**Consigne 1**
Répondez aux questions suivantes à partir du texte sur la béatification.
(a) Dans quel lieu la messe de béatification s'est-elle tenue ?
(b) En quelle langue les deux prélats ont-ils prononcé leur mot ?
(c) Quelle référence biblique accompagne la première parole de Jésus citée dans l'homélie ?
**Consigne 2**
Restituez mot pour mot le passage du texte sur la béatification commençant par « RECHERCHER LA JUSTICE » et se terminant par « il s’adresse ! ».

**Texte proposé**
▬▬▬

La messe de béatification eut lieu au couvent de la croix à Jal el dib (Liban), le samedi 4 juin 2022, à 6h30.
Le déroulement complet de la cérémonie se trouve dans la version arabe.
Ici, nous reproduisons seulement l’homélie du Cardinal Marcello semeraro , préfet du dicastère des Causes des Saints, et le remerciement de Mgr Essayan, vicaire apostolique des latins au Liban, à la fin de la messe. Les deux prélats ont donné leur mot en français.
RECHERCHER LA JUSTICE POUR LES PAUVRES ET FAIBLES C’EST LA SAINTETÉ
Homélie pour la béatification de Léonard Melki et Thomas Saleh, ofm. cap. martyrs
« Si quelqu’un a soif, qu’il vienne à moi » (Jn 7, 37). Ce sont les premières paroles de Jésus que nous venons d’entendre proclamées dans le Saint Évangile, et elles suffisent déjà à nous toucher, à nous consoler. Qu’il vienne à moi , dit-il, mais à qui le dit-il ? aux meilleurs ? à ceux qui sont sans péché ? à ceux qui sont en règle avec la loi, même ecclésiastique et, finalement, avec la loi de Dieu ? Non ! Jésus dit simplement : celui qui a soif ! Voilà à qui il s’adresse !

▬▬▬

**Enregistrements présentés**

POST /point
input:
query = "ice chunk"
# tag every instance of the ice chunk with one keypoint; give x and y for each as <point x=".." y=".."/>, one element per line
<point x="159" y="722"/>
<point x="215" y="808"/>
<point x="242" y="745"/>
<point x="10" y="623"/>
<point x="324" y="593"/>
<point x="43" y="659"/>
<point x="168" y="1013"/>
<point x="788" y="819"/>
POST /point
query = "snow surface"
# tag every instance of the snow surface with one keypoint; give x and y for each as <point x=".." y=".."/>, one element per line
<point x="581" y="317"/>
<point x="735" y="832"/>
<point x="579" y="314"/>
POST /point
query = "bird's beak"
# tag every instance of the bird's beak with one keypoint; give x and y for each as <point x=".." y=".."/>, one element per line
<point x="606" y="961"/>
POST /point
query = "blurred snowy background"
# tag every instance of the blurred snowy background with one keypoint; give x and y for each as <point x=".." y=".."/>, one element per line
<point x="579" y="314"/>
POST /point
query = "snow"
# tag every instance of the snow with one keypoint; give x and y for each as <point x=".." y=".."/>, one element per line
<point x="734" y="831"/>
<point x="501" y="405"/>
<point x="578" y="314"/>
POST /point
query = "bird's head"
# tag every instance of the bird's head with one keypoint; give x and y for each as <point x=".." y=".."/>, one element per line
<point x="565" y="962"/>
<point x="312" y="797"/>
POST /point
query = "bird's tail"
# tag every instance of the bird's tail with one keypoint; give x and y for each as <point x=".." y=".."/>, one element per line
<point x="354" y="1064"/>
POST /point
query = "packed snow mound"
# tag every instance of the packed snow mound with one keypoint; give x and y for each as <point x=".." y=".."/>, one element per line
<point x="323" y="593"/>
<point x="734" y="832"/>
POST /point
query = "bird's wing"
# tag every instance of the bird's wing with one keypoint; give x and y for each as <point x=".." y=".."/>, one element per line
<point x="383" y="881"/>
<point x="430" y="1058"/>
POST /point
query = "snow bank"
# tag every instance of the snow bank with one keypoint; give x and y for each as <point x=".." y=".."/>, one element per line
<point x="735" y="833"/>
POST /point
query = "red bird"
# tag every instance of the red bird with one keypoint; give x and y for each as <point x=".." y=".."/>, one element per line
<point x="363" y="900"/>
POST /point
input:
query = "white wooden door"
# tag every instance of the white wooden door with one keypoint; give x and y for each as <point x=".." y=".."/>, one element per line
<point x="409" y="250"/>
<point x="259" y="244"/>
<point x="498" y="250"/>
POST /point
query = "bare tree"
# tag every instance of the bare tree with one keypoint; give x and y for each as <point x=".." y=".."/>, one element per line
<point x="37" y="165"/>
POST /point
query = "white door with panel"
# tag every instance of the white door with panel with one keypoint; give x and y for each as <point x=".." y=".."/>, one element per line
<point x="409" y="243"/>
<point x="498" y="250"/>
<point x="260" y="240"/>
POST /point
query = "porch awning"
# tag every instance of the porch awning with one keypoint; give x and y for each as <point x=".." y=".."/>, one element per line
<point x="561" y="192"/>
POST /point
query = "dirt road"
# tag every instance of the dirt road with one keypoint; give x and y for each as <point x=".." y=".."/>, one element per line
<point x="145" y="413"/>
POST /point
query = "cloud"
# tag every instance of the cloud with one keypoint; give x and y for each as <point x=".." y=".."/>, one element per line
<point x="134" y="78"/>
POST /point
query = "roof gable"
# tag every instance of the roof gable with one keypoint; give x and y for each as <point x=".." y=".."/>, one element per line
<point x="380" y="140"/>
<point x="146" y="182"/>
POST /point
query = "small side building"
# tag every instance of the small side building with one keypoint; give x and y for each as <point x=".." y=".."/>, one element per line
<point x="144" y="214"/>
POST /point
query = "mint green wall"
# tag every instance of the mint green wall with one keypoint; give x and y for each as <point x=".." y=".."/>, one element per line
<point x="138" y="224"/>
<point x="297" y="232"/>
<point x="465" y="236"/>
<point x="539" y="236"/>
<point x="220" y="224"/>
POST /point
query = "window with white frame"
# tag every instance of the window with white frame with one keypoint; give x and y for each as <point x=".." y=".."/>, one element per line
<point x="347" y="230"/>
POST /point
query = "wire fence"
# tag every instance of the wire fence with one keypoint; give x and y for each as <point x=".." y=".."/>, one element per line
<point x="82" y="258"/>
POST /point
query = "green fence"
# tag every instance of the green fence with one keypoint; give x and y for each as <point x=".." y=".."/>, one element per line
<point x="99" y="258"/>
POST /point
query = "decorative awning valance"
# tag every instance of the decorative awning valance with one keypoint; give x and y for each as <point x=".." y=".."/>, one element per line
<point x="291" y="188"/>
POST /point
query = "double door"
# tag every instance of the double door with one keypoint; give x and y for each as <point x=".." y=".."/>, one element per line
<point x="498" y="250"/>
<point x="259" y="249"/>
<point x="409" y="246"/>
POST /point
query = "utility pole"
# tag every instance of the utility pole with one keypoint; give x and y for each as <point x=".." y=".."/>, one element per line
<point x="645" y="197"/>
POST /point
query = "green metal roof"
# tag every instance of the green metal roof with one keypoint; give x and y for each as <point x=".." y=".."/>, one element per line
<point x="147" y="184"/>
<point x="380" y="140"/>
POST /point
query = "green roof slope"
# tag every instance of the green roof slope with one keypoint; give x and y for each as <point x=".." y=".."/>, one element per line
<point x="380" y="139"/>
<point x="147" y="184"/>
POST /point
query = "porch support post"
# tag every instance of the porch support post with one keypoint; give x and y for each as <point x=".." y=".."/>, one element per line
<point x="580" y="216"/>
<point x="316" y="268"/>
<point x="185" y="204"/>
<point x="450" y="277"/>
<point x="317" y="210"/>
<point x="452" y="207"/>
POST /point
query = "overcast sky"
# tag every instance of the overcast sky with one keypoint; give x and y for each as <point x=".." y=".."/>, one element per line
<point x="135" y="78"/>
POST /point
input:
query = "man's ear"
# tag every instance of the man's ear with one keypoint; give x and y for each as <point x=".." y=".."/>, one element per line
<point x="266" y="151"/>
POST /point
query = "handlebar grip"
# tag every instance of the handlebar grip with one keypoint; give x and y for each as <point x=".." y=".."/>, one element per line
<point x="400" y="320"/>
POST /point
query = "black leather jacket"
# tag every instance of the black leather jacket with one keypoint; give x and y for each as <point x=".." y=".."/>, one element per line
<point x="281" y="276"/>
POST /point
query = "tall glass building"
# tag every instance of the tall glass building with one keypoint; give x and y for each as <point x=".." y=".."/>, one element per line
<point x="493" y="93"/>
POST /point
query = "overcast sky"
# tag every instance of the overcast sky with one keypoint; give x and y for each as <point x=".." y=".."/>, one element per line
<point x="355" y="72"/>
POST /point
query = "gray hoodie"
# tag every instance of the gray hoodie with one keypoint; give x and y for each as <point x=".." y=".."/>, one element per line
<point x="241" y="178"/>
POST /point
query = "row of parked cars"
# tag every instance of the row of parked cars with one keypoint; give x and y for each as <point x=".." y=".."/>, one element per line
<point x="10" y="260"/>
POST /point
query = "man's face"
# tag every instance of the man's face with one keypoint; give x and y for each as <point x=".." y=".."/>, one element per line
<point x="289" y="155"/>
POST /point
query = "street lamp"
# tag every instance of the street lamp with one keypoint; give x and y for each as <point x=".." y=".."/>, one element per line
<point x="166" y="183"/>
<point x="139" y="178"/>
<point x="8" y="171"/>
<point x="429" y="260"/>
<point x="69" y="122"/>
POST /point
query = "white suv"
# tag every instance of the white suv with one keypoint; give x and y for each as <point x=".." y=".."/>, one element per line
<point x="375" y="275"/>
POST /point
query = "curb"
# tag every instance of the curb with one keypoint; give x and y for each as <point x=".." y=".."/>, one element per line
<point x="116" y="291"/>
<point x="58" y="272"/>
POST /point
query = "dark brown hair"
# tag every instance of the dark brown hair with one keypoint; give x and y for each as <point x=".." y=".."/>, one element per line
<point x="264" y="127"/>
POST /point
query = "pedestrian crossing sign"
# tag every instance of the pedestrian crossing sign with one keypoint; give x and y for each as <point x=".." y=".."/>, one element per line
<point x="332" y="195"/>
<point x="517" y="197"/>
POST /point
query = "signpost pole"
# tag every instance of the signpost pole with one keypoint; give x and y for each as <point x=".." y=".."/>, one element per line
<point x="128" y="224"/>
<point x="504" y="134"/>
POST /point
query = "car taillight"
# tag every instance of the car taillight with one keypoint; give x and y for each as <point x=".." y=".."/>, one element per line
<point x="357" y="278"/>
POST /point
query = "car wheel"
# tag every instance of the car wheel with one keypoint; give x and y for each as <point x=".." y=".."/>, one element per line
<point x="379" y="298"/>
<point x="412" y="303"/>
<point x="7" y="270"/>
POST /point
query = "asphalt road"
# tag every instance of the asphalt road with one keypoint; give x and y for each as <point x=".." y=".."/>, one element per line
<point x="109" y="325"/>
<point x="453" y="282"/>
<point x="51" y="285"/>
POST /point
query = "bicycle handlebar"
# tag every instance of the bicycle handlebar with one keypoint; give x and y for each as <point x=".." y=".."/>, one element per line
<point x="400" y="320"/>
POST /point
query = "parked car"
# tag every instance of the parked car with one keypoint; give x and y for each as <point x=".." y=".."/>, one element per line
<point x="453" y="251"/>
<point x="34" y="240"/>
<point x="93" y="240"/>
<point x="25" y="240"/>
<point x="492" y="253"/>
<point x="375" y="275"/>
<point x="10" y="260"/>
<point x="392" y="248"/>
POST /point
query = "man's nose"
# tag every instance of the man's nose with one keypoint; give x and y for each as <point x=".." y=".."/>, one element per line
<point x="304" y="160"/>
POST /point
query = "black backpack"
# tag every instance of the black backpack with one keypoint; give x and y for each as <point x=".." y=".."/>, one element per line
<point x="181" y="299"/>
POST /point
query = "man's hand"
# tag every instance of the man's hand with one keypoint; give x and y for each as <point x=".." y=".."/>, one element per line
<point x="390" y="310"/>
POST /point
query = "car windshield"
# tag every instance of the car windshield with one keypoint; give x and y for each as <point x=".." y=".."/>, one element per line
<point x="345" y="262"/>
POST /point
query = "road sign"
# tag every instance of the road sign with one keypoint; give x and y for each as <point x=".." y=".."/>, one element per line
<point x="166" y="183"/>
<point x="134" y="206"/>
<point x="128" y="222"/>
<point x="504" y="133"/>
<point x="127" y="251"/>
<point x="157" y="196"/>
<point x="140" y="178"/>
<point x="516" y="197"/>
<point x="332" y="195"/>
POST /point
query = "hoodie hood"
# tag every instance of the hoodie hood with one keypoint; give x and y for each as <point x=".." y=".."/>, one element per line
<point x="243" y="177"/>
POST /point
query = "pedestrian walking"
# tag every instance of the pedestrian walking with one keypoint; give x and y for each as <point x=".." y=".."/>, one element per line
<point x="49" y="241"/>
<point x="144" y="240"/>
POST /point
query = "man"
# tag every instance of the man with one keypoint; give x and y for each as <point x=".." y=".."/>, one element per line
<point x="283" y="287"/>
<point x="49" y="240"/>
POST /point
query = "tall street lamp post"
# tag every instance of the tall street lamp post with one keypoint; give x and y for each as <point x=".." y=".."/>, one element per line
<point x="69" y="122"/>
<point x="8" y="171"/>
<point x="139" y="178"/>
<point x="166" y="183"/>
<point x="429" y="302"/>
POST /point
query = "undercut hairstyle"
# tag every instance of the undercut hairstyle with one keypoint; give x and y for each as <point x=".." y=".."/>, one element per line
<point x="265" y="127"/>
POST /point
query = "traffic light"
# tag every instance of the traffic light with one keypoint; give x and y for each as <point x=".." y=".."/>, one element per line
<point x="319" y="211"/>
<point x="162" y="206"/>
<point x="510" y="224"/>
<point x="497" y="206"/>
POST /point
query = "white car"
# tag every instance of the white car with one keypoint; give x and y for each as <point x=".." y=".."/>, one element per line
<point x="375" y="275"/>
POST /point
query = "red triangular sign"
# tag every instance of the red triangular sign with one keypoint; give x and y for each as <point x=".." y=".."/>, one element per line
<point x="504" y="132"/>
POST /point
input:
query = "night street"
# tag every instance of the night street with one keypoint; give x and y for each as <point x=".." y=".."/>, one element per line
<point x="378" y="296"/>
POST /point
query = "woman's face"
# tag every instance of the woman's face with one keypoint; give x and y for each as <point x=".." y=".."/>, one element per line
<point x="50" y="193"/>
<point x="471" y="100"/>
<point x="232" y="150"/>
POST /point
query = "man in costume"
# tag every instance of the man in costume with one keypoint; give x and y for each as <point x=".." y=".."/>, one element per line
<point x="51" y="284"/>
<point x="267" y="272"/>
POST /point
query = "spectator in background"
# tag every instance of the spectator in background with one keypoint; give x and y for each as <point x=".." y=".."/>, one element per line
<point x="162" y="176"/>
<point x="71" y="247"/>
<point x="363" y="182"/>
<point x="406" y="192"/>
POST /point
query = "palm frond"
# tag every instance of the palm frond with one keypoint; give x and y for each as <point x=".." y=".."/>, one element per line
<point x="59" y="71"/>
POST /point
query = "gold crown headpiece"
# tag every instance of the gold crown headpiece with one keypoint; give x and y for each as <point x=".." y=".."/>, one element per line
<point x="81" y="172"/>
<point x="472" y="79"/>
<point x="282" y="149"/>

▬▬▬

**Corrigé 1**
(a) Au couvent de la croix à Jal el dib (Liban).
(b) En français.
(c) Jn 7, 37.

**Corrigé 2**
RECHERCHER LA JUSTICE POUR LES PAUVRES ET FAIBLES C’EST LA SAINTETÉ
Homélie pour la béatification de Léonard Melki et Thomas Saleh, ofm. cap. martyrs
« Si quelqu’un a soif, qu’il vienne à moi » (Jn 7, 37). Ce sont les premières paroles de Jésus que nous venons d’entendre proclamées dans le Saint Évangile, et elles suffisent déjà à nous toucher, à nous consoler. Qu’il vienne à moi , dit-il, mais à qui le dit-il ? aux meilleurs ? à ceux qui sont sans péché ? à ceux qui sont en règle avec la loi, même ecclésiastique et, finalement, avec la loi de Dieu ? Non ! Jésus dit simplement : celui qui a soif ! Voilà à qui il s’adresse !